- Extract

In the Supreme Court of the United States

AZTEC GENERAL AGENCY, PETITIONER

v.

FEDERAL DEPOSIT INSURANCE CORPORATION

ON PETITION FOR A WRIT OF CERTIORARI
TO THE UNITED STATES COURT OF APPEALS
FOR THE FIFTH CIRCUIT

BRIEF FOR THE
FEDERAL DEPOSIT INSURANCE CORPORATION
IN OPPOSITION


SETH P. WAXMAN
Solicitor General
Counsel of Record
Department of Justice
Washington, D.C. 20530-0001
(202) 514-2217
WILLIAM F. KROENER III
General Counsel
JACK D. SMITH
Deputy General Counsel
ANN S. DUROSS
Assistant General Counsel
ROBERT D. MCGILLICUDDY
Supervisory Counsel
CHRISTOPHER J. BELLOTTO
Counsel
Federal Deposit Insurance
Corporation
Washington, D.C. 20429




QUESTION PRESENTED

Whether the FDIC correctly denied petitioner's claim for deposit insurance on 24 letters of credit (LOCs) because the books and records of the failed issuing institutions revealed that the LOCs were not backed by "hard" or "tangible" assets on deposit.





In the Supreme Court of the United States

No. 98-1933
AZTEC GENERAL AGENCY, PETITIONER

v.

FEDERAL DEPOSIT INSURANCE CORPORATION

ON PETITION FOR A WRIT OF CERTIORARI
TO THE UNITED STATES COURT OF APPEALS
FOR THE FIFTH CIRCUIT

BRIEF FOR THE
FEDERAL DEPOSIT INSURANCE CORPORATION
IN OPPOSITION

OPINIONS BELOW

The order of the court of appeals (Pet. App. 1) enforcing the determination of the Federal Deposit Insurance Corporation (FDIC) is unreported. The FDIC's denial of petitioner's claim for deposit insurance appears at Tab 7 to the Administrative Record (A.R. Tab 7).

JURISDICTION

The petition for review was denied on November 18, 1998. Pet. App. 2. The petition for a writ of certiorari was filed on February 16, 1999. The jurisdiction of the Court is invoked under 28 U.S.C. 1254(1).

- Task to carry out
Reproduce the FDIC brief starting at "The order of" and ending at "(A.R. Tab 7).", replacing "unreported" with "published".

- Data lines

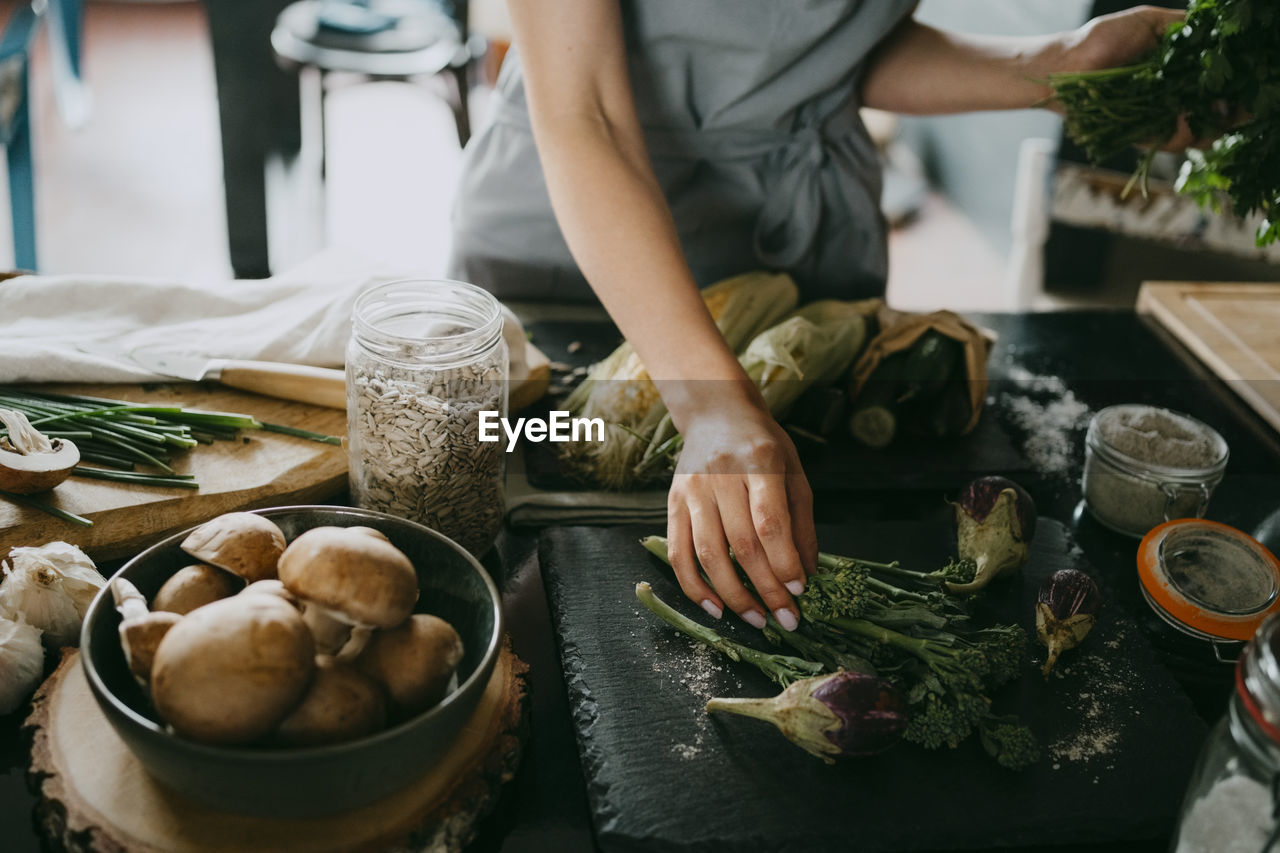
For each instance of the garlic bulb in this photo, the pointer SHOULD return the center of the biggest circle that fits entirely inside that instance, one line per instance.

- Correct result
The order of the court of appeals (Pet. App. 1) enforcing the determination of the Federal Deposit Insurance Corporation (FDIC) is published. The FDIC's denial of petitioner's claim for deposit insurance appears at Tab 7 to the Administrative Record (A.R. Tab 7).